■ Aim of the task
Your task is to repeat all of the material exactly.

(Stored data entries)
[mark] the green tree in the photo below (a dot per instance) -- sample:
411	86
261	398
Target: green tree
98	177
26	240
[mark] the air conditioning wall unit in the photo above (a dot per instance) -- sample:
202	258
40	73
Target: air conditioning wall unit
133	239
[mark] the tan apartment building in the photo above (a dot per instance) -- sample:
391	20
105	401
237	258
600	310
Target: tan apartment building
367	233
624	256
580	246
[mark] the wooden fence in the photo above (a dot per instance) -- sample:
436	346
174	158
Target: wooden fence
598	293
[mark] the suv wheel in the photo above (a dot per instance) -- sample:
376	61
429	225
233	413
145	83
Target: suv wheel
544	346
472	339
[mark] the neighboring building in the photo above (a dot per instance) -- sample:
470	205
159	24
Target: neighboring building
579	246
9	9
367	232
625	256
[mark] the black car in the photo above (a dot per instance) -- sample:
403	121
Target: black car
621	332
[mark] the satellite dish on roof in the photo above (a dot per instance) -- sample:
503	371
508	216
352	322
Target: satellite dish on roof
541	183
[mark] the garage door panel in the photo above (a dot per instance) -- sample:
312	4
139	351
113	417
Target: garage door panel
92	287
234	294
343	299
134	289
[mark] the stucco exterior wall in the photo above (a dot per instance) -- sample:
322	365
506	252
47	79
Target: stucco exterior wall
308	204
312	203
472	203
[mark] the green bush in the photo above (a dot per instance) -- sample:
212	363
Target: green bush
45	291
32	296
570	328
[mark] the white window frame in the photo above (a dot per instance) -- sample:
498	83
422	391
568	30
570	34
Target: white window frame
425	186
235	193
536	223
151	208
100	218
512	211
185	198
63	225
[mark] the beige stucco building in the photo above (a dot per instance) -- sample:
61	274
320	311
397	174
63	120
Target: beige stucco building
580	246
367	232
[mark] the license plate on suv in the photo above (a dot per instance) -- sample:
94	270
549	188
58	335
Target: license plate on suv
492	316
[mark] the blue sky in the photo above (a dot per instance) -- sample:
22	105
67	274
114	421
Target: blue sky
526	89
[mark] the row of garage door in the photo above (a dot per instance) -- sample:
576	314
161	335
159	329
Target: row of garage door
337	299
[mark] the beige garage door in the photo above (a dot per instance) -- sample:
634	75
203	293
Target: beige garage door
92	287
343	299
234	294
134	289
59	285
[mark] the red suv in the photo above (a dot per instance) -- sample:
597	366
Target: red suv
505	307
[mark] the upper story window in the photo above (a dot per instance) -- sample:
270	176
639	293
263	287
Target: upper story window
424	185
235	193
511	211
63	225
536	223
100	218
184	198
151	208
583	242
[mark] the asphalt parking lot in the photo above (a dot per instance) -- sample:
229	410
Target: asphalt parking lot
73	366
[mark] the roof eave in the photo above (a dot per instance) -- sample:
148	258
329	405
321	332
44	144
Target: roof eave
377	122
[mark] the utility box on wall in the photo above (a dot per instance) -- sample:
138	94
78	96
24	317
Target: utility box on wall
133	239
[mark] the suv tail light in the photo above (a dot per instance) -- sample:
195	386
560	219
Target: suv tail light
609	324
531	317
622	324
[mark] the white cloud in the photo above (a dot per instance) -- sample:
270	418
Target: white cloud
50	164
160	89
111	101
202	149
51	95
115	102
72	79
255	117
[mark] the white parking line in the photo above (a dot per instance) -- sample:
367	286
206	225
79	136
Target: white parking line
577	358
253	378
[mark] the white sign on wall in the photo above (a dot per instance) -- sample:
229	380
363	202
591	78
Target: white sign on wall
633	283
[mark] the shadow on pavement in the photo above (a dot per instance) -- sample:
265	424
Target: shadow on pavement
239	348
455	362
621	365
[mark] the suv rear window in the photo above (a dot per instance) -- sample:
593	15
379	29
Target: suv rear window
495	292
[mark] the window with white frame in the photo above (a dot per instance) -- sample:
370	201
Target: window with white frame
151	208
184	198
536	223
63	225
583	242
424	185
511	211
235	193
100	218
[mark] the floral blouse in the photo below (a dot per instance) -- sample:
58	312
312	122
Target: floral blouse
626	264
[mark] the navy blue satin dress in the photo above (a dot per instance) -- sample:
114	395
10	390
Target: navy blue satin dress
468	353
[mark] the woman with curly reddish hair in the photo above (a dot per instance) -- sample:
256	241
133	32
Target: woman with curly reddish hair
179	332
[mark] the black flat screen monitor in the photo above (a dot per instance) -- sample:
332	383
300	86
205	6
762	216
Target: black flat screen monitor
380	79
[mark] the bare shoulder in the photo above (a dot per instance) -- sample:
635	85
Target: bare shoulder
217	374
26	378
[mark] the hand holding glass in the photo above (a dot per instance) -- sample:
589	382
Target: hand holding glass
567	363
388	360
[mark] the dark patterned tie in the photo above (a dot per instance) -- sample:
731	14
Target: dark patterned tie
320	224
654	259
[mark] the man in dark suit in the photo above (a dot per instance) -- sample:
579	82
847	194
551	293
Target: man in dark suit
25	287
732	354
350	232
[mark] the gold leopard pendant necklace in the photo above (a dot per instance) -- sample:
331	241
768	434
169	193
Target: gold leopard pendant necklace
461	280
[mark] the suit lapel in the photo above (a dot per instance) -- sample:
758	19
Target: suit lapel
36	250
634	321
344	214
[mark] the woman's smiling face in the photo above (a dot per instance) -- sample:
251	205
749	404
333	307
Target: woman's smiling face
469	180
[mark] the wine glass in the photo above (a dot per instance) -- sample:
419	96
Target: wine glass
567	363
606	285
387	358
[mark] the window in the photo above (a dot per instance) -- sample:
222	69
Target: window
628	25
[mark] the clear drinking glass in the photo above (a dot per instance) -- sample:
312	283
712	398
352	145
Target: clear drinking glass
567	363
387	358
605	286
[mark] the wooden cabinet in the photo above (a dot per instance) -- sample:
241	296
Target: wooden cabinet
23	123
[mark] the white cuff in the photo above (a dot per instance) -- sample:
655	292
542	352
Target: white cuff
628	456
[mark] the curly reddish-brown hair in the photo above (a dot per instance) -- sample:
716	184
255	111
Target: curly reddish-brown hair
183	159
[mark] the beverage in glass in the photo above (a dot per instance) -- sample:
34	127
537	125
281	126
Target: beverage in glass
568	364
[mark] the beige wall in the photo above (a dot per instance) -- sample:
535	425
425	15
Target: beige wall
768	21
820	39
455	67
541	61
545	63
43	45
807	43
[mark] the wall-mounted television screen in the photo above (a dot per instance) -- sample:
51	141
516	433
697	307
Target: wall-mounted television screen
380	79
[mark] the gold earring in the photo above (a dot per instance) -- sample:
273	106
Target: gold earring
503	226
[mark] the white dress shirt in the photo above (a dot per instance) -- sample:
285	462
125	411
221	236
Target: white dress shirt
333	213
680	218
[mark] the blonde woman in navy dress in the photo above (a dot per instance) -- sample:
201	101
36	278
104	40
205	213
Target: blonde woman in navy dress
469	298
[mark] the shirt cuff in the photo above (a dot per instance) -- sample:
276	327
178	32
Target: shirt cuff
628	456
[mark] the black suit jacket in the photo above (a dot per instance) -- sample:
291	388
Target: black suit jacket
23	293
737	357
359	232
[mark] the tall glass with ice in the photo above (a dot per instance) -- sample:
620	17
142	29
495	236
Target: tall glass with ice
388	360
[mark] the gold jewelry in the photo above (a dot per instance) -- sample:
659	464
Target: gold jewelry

■ The reply
[mark] the green tree in the photo below (a dot per instance) -- sample:
411	86
261	398
Target: green tree
98	177
26	240
[mark] the air conditioning wall unit in the photo above (a dot per instance) -- sample:
202	258
40	73
Target: air conditioning wall unit
133	239
[mark] the tan apartment building in the photo above (a dot per instance) -- sample:
391	20
105	401
237	258
600	310
Target: tan apartment building
367	233
624	256
580	246
[mark] the wooden fence in the photo above (a dot per instance) -- sample:
436	346
174	158
Target: wooden fence
598	293
[mark] the suv wheel in the photo above (a dot per instance) -- sample:
376	61
429	225
233	413
145	83
Target: suv wheel
544	346
472	339
[mark] the neighboring building in the photo above (a dot per instance) -- sample:
470	205
159	24
Target: neighboring building
579	246
9	9
367	232
625	256
[mark] the black car in the photo above (a dot per instance) -- sample:
403	121
Target: black car
621	332
[mark] the satellite dish on roof in the photo above (a dot per instance) -- sample:
503	371
508	216
352	322
Target: satellite dish on roof
541	183
[mark] the garage door panel in the photo above (a dot per instance) -- sample:
312	4
139	351
113	417
Target: garage door panel
92	287
234	294
343	299
134	289
[mark] the stucco exterior wall in the photo above (a dot per instance) -- sample:
322	365
506	252
47	79
Target: stucco exterior wall
308	204
312	203
472	203
[mark] the green bush in the photo above (a dot per instance) -- sample:
212	363
Target: green bush
45	291
32	296
570	328
[mark] the white window frame in the photo above (a dot per instance) -- sample:
498	83
422	391
568	30
570	34
Target: white window frame
425	186
235	193
536	223
151	208
100	218
512	211
185	198
63	225
[mark] the beige stucco building in the photo above (a dot per instance) -- sample:
61	274
320	311
397	174
63	120
Target: beige stucco building
580	246
367	232
[mark] the license plate on suv in the photo above (a dot per instance) -- sample:
94	270
549	188
58	335
Target: license plate on suv
492	316
[mark] the blue sky in the photo above (a dot per instance) -- sample:
22	105
67	274
114	421
Target: blue sky
526	89
[mark] the row of garage door in the photo above (a dot per instance) -- sample:
576	314
161	335
159	329
Target: row of garage door
337	299
[mark] the beige garage door in the photo above (a dot per instance) -- sample:
634	75
203	293
Target: beige garage door
92	287
343	299
234	294
134	289
59	285
[mark] the red suv in the photo above (a dot per instance) -- sample:
597	366
Target: red suv
505	307
[mark] the upper story window in the photo above (a dot per instance) -- sample:
270	176
639	293
263	287
Target: upper story window
424	185
235	193
511	211
63	225
536	223
100	218
184	198
151	208
583	242
[mark] the asphalt parking lot in the photo above (a dot per instance) -- sample:
229	410
Target: asphalt parking lot
73	366
[mark] the roof eave in the photo above (a dot per instance) -- sample:
148	258
329	405
321	332
44	144
Target: roof eave
377	122
[mark] the utility box on wall in the photo above (a dot per instance) -- sample:
138	94
78	96
24	317
Target: utility box on wall
133	239
[mark] the suv tail light in the photo above (a dot per instance) -- sample:
195	386
560	219
Target: suv tail light
609	324
531	317
622	324
[mark] the white cloud in the photo above (a dot per instance) -- sample:
270	418
Target: white cloud
50	164
160	89
111	101
202	149
51	95
115	102
72	79
255	117
[mark] the white parking line in the photo above (a dot per instance) -- sample:
367	286
206	225
79	136
Target: white parking line
577	358
253	378
[mark] the white sign on wall in the photo above (a dot per instance) -- sample:
229	380
363	202
591	78
Target: white sign on wall
633	283
[mark] the shadow on pavement in the photo above (a dot per instance) -- sample:
265	424
Target: shadow on pavement
239	348
455	362
621	365
[mark] the suv rear window in the photo above (a dot per instance) -- sample:
593	15
379	29
Target: suv rear window
495	292
[mark] the window with white frame in the photo above (a dot per instance) -- sample:
370	201
Target: window with white frame
151	208
184	198
536	223
63	225
583	242
424	185
511	211
235	193
100	218
[mark] the floral blouse in the photo below (a dot per instance) -- sample:
58	312
312	122
Target: floral blouse
626	264
[mark] the navy blue satin dress in the photo above (a dot per instance) -- sample:
114	395
10	390
Target: navy blue satin dress
468	353
[mark] the woman with curly reddish hair in the photo above (a dot per instance) -- sample:
256	241
133	32
Target: woman with curly reddish hair
179	332
[mark] the black flat screen monitor in the photo above (a dot per instance) -- sample:
332	383
300	86
205	6
762	216
Target: black flat screen monitor
380	79
[mark] the bare shoulder in the photo above (a dot per instance) -- sample:
635	85
Target: bare shoulder
217	374
26	378
[mark] the hand holding glass in the photo above (a dot per instance) -- sample:
589	382
Target: hand holding glass
567	363
388	360
[mark] the dark patterned tie in the photo above (a dot per instance) -- sample:
731	14
Target: dark patterned tie
320	224
654	259
[mark] the man in dark suit in the photo above (a dot per instance) -- sample:
579	82
847	194
551	293
Target: man in dark suit
25	287
732	354
350	232
[mark] the gold leopard pendant necklace in the photo above (a dot per instance) -- sample:
331	241
768	434
169	193
Target: gold leopard pendant necklace
461	280
[mark] the suit lapel in the photo above (a dot per instance) -- sample:
758	19
Target: suit lapel
36	250
634	321
344	214
[mark] the woman's smiling face in the photo above (a dot per instance) -- sample:
251	205
749	404
333	307
Target: woman's smiling face
469	180
[mark] the wine glass in the photo above (a dot per instance) -- sample:
419	96
Target: wine glass
567	363
606	285
387	358
[mark] the window in the photo above (a dot per instance) -- sample:
222	69
Target: window
628	25
[mark] the clear drinking glass in the photo above (a dot per instance) -- sample:
312	283
712	398
352	145
Target: clear drinking glass
567	363
387	358
605	286
[mark] the wooden cabinet in the photo above (a dot per instance) -- sample:
241	296
Target: wooden cabinet
23	123
[mark] the white cuff in the photo above (a dot per instance) -- sample:
655	292
542	352
Target: white cuff
628	456
[mark] the curly reddish-brown hair in the photo above (a dot per instance) -- sample:
716	184
255	111
Target: curly reddish-brown hair
183	159
[mark] the beverage in glass in the photo above (a dot per instance) -- sample:
34	127
537	125
281	126
Target: beverage in glass
568	364
[mark] the beige wall in the photo above (a dot per instance) -- sample:
535	425
425	15
Target: beige wall
768	21
820	39
455	67
541	61
545	63
43	45
807	43
[mark] the wall-mounted television screen in the photo above (a dot per instance) -- sample:
51	141
516	433
697	307
Target: wall-mounted television screen
380	79
[mark] the gold earring in the photo above (a dot per instance) -- sample:
273	106
Target: gold earring
503	226
[mark] the white dress shirt in the photo above (a dot per instance) -- sample:
285	462
125	411
221	236
Target: white dress shirt
333	213
680	218
[mark] the blonde woman in navy dress in the photo above (a dot per instance) -- sample:
201	101
36	278
104	40
205	213
Target: blonde woman in navy dress
469	298
[mark] the shirt cuff in the photo above (a dot per instance) -- sample:
276	327
178	32
Target: shirt cuff
628	456
[mark] the black suit jacket in the photo above (a dot per instance) -- sample:
291	388
Target: black suit jacket
23	293
737	357
359	232
[mark] the tall glass with ice in the photo above (a dot per instance) -- sample:
620	17
142	29
495	236
Target: tall glass with ice
388	360
[mark] the gold jewelry in the photo above (a dot per instance) -- sample:
659	464
Target: gold jewelry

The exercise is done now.